[Saved data entries]
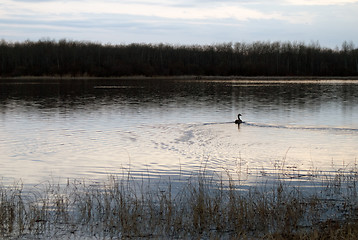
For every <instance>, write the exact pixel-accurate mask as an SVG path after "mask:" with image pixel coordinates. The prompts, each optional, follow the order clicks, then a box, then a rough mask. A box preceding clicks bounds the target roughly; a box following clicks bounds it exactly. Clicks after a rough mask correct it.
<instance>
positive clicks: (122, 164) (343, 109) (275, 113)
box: [0, 79, 358, 185]
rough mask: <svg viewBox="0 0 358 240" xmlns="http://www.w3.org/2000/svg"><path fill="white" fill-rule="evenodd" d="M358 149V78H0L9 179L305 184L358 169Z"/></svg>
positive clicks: (3, 159) (47, 180) (4, 135)
mask: <svg viewBox="0 0 358 240" xmlns="http://www.w3.org/2000/svg"><path fill="white" fill-rule="evenodd" d="M238 113H241V114H242V120H243V121H245V123H243V124H241V125H240V126H238V125H236V124H234V121H235V119H236V117H237V114H238ZM357 147H358V82H357V81H348V80H327V81H325V80H320V81H292V80H291V81H244V80H240V81H234V80H231V81H225V80H220V81H219V80H218V81H204V80H202V81H189V80H187V81H186V80H177V81H174V80H163V79H162V80H155V79H145V80H135V79H129V80H124V79H112V80H111V79H88V80H81V79H76V80H60V79H39V80H36V79H21V80H16V79H9V80H4V79H2V80H0V176H1V182H2V183H3V184H12V183H14V182H18V181H21V182H22V183H24V184H25V185H36V184H40V183H44V182H47V181H59V182H62V181H64V182H65V181H66V180H67V179H86V180H89V181H101V180H103V179H107V178H108V176H109V175H121V174H126V173H127V172H128V171H129V172H130V174H131V177H133V178H139V179H143V178H144V179H153V181H154V180H155V179H157V180H158V179H160V180H163V181H167V180H169V179H170V181H173V182H174V181H177V182H181V181H186V180H187V179H188V178H191V177H192V176H193V174H195V173H197V172H198V171H205V172H208V173H215V175H216V174H217V175H220V176H224V177H225V176H227V173H229V174H230V175H231V176H232V177H233V178H239V179H240V180H243V181H245V182H246V183H247V185H250V184H255V183H257V182H260V181H266V180H267V179H270V177H274V176H276V175H277V174H281V175H282V176H285V177H286V178H287V179H293V180H292V181H301V179H306V178H309V177H312V176H313V175H315V174H330V173H335V172H337V171H350V170H351V169H352V168H356V167H357V166H356V164H357V163H356V161H357V157H358V148H357Z"/></svg>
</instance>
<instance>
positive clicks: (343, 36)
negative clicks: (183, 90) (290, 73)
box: [0, 0, 358, 48]
mask: <svg viewBox="0 0 358 240" xmlns="http://www.w3.org/2000/svg"><path fill="white" fill-rule="evenodd" d="M357 24H358V0H221V1H214V0H131V1H129V0H97V1H95V0H48V1H46V0H0V39H4V40H6V41H25V40H31V41H37V40H39V39H50V40H60V39H67V40H74V41H91V42H99V43H103V44H129V43H165V44H180V45H187V44H188V45H191V44H200V45H205V44H216V43H226V42H255V41H270V42H274V41H281V42H285V41H292V42H293V41H297V42H304V43H307V44H309V43H312V42H317V41H318V42H319V44H320V45H321V46H326V47H332V48H334V47H337V46H338V47H340V46H341V45H342V43H343V42H344V41H348V42H350V41H352V42H353V43H354V45H355V46H356V47H357V46H358V29H357Z"/></svg>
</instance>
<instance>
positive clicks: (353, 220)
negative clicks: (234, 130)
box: [0, 171, 358, 239]
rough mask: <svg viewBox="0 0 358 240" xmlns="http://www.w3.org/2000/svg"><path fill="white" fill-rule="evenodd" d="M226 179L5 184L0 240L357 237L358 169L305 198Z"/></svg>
mask: <svg viewBox="0 0 358 240" xmlns="http://www.w3.org/2000/svg"><path fill="white" fill-rule="evenodd" d="M225 179H226V180H223V178H222V177H217V176H210V175H207V174H205V173H198V174H197V175H195V176H193V178H192V179H190V180H188V181H187V182H186V183H183V184H181V185H180V186H181V187H176V188H175V189H174V188H173V184H172V183H171V182H167V183H165V184H164V188H163V184H161V186H160V187H159V185H156V183H150V181H144V180H142V181H136V180H134V179H132V178H131V177H130V175H127V176H126V177H121V178H118V177H113V176H112V177H110V178H109V180H108V181H106V182H104V183H102V184H95V185H87V184H86V183H85V182H83V181H76V180H75V181H72V182H70V181H68V182H67V184H65V185H59V184H53V183H48V184H45V185H43V186H41V188H34V189H33V190H31V191H27V192H25V190H24V189H23V187H22V185H21V184H15V185H14V186H12V187H5V186H2V187H0V238H24V239H32V238H43V239H47V238H57V239H62V238H67V239H68V238H73V239H80V238H81V239H82V238H93V239H113V238H114V239H118V238H146V239H147V238H153V239H166V238H171V239H172V238H175V239H181V238H189V239H197V238H198V239H237V238H240V239H358V200H357V188H358V187H357V185H356V183H357V180H358V174H357V172H356V171H355V172H354V171H352V172H346V173H339V172H337V173H336V175H335V176H333V177H330V178H328V177H325V178H322V179H321V180H322V183H321V186H322V187H321V188H319V190H318V189H317V190H314V191H313V192H311V193H310V194H306V192H305V191H303V190H301V189H300V188H299V187H298V186H296V187H290V186H288V185H287V184H286V182H285V181H277V182H275V183H274V184H270V185H268V184H267V185H265V186H260V187H258V186H256V187H250V188H249V189H248V190H245V191H244V190H242V189H241V190H240V188H239V187H238V185H237V183H236V182H235V181H234V180H232V178H230V176H229V177H228V180H227V178H225ZM316 180H317V179H316Z"/></svg>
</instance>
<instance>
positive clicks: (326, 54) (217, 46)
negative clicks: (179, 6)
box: [0, 40, 358, 77]
mask: <svg viewBox="0 0 358 240" xmlns="http://www.w3.org/2000/svg"><path fill="white" fill-rule="evenodd" d="M135 75H144V76H178V75H196V76H200V75H205V76H357V75H358V48H355V47H354V44H353V43H352V42H344V43H343V44H342V47H341V48H338V47H337V48H335V49H331V48H324V47H321V46H320V45H319V43H311V44H305V43H301V42H253V43H240V42H237V43H222V44H213V45H170V44H121V45H112V44H101V43H94V42H81V41H69V40H59V41H54V40H39V41H36V42H34V41H24V42H15V43H13V42H8V41H5V40H1V41H0V76H2V77H15V76H74V77H75V76H93V77H119V76H135Z"/></svg>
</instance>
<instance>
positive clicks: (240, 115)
mask: <svg viewBox="0 0 358 240" xmlns="http://www.w3.org/2000/svg"><path fill="white" fill-rule="evenodd" d="M241 116H242V115H241V114H240V113H239V114H238V115H237V119H236V120H235V124H241V123H243V121H242V120H241V118H240V117H241Z"/></svg>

### Exercise brief:
Copy the records shown above in their entirety and exactly; images are to be left out.

### Completed exercise:
For every <instance>, write the exact pixel-accurate mask as an SVG path after "mask:" with image pixel coordinates. The prompts, each optional, follow the order clicks, then a box, then a rough mask. A box preceding clicks bounds the target roughly; a box following clicks bounds it exactly. Clicks after a rough mask correct it.
<instance>
positive clicks: (122, 164) (343, 109) (275, 113)
box: [0, 79, 358, 185]
rough mask: <svg viewBox="0 0 358 240" xmlns="http://www.w3.org/2000/svg"><path fill="white" fill-rule="evenodd" d="M358 149V78H0L9 179L305 184L358 169Z"/></svg>
positive clicks: (3, 159) (47, 180) (4, 135)
mask: <svg viewBox="0 0 358 240" xmlns="http://www.w3.org/2000/svg"><path fill="white" fill-rule="evenodd" d="M238 113H241V114H242V120H243V121H245V123H243V124H241V125H240V126H238V125H236V124H234V121H235V119H236V117H237V114H238ZM357 147H358V82H357V81H348V80H327V81H325V80H320V81H292V80H291V81H244V80H240V81H234V80H231V81H225V80H220V81H219V80H218V81H204V80H202V81H189V80H187V81H186V80H177V81H174V80H163V79H162V80H155V79H145V80H135V79H129V80H124V79H112V80H111V79H88V80H81V79H76V80H60V79H39V80H36V79H21V80H16V79H9V80H4V79H2V80H0V176H1V182H2V183H3V184H12V183H14V182H18V181H21V182H22V183H24V184H25V185H36V184H40V183H44V182H47V181H59V182H62V181H64V182H65V181H66V180H67V179H86V180H89V181H101V180H103V179H107V178H108V176H109V175H121V174H126V173H127V172H128V171H129V172H130V174H131V177H133V178H139V179H143V178H144V179H153V181H154V180H155V179H157V180H158V179H160V180H163V181H167V180H169V179H170V181H173V182H174V181H177V182H181V181H186V180H187V179H188V178H191V177H192V176H193V174H195V173H197V172H198V171H205V172H208V173H215V175H216V174H217V175H220V176H224V177H225V176H227V173H229V174H230V175H231V176H232V177H233V178H239V179H240V180H243V181H245V182H246V183H247V185H250V184H255V183H257V182H260V181H266V180H267V179H270V177H274V176H276V175H277V174H281V175H282V176H285V177H286V178H287V179H293V180H292V181H301V179H306V178H309V177H312V176H313V175H315V174H330V173H335V172H337V171H350V170H351V169H352V168H356V167H357V166H356V164H357V163H356V161H357V157H358V148H357Z"/></svg>
</instance>
<instance>
positive clicks: (343, 36)
negative clicks: (183, 90) (290, 73)
box: [0, 0, 358, 48]
mask: <svg viewBox="0 0 358 240" xmlns="http://www.w3.org/2000/svg"><path fill="white" fill-rule="evenodd" d="M357 24H358V0H221V1H214V0H131V1H129V0H97V1H95V0H48V1H46V0H0V39H4V40H6V41H25V40H31V41H37V40H39V39H50V40H60V39H67V40H74V41H91V42H99V43H103V44H129V43H165V44H180V45H187V44H188V45H191V44H200V45H205V44H216V43H226V42H255V41H270V42H274V41H281V42H285V41H292V42H293V41H297V42H304V43H307V44H309V43H312V42H317V41H318V42H319V44H320V45H321V46H326V47H332V48H334V47H337V46H338V47H340V46H341V45H342V43H343V42H344V41H348V42H350V41H352V42H353V43H354V45H355V46H356V47H357V46H358V29H357Z"/></svg>
</instance>
<instance>
positive clicks: (353, 220)
negative clicks: (234, 130)
box: [0, 171, 358, 239]
rough mask: <svg viewBox="0 0 358 240" xmlns="http://www.w3.org/2000/svg"><path fill="white" fill-rule="evenodd" d="M226 179L5 184L0 240L357 237L358 169L305 198Z"/></svg>
mask: <svg viewBox="0 0 358 240" xmlns="http://www.w3.org/2000/svg"><path fill="white" fill-rule="evenodd" d="M225 179H226V180H223V178H222V177H217V176H210V175H207V174H205V173H198V174H197V175H195V176H193V178H192V179H190V180H188V181H187V182H186V183H183V184H181V185H180V186H181V187H176V188H175V189H174V188H173V184H172V183H171V182H167V183H165V184H164V188H163V184H161V186H160V187H159V185H156V183H150V181H144V180H142V181H136V180H134V179H132V178H131V177H130V175H127V176H126V177H121V178H118V177H113V176H112V177H110V178H109V180H108V181H106V182H104V183H102V184H95V185H87V184H86V183H85V182H83V181H76V180H75V181H72V182H70V181H68V182H67V184H65V185H59V184H53V183H48V184H45V185H43V186H41V188H34V189H33V190H31V191H27V192H25V190H24V189H23V187H22V185H21V184H15V185H14V186H12V187H5V186H2V187H0V238H24V239H32V238H43V239H47V238H57V239H62V238H67V239H68V238H73V239H80V238H81V239H82V238H93V239H113V238H114V239H118V238H146V239H147V238H153V239H166V238H171V239H172V238H175V239H181V238H189V239H197V238H198V239H237V238H240V239H358V200H357V188H358V187H357V185H356V183H357V180H358V174H357V172H356V171H355V172H354V171H352V172H346V173H339V172H337V173H336V175H335V176H333V177H330V178H328V177H325V178H322V179H321V180H322V183H321V186H322V187H321V188H319V190H318V189H317V190H314V191H313V192H311V193H310V194H306V192H305V191H303V190H301V189H300V188H299V187H298V186H296V187H290V186H288V185H287V184H286V182H285V181H277V182H275V183H274V184H270V185H268V184H267V185H265V186H260V187H258V186H256V187H250V188H249V189H248V190H245V191H244V190H242V189H241V190H240V188H239V187H238V185H237V183H236V182H235V181H234V180H232V178H230V176H229V177H228V180H227V178H225ZM316 180H317V179H316Z"/></svg>
</instance>
<instance>
positive clicks: (326, 54) (217, 46)
negative clicks: (179, 6)
box: [0, 40, 358, 77]
mask: <svg viewBox="0 0 358 240" xmlns="http://www.w3.org/2000/svg"><path fill="white" fill-rule="evenodd" d="M135 75H144V76H178V75H196V76H200V75H205V76H357V75H358V48H355V47H354V44H353V43H352V42H344V43H343V44H342V47H341V48H338V47H337V48H335V49H331V48H324V47H321V46H320V45H319V43H311V44H305V43H301V42H253V43H240V42H237V43H222V44H213V45H170V44H121V45H112V44H101V43H94V42H81V41H69V40H59V41H54V40H39V41H36V42H34V41H24V42H15V43H13V42H8V41H5V40H1V41H0V76H2V77H15V76H74V77H75V76H93V77H119V76H135Z"/></svg>
</instance>
<instance>
positive clicks: (240, 115)
mask: <svg viewBox="0 0 358 240" xmlns="http://www.w3.org/2000/svg"><path fill="white" fill-rule="evenodd" d="M241 116H242V115H241V114H240V113H239V114H238V115H237V119H236V120H235V124H241V123H243V121H242V120H241V118H240V117H241Z"/></svg>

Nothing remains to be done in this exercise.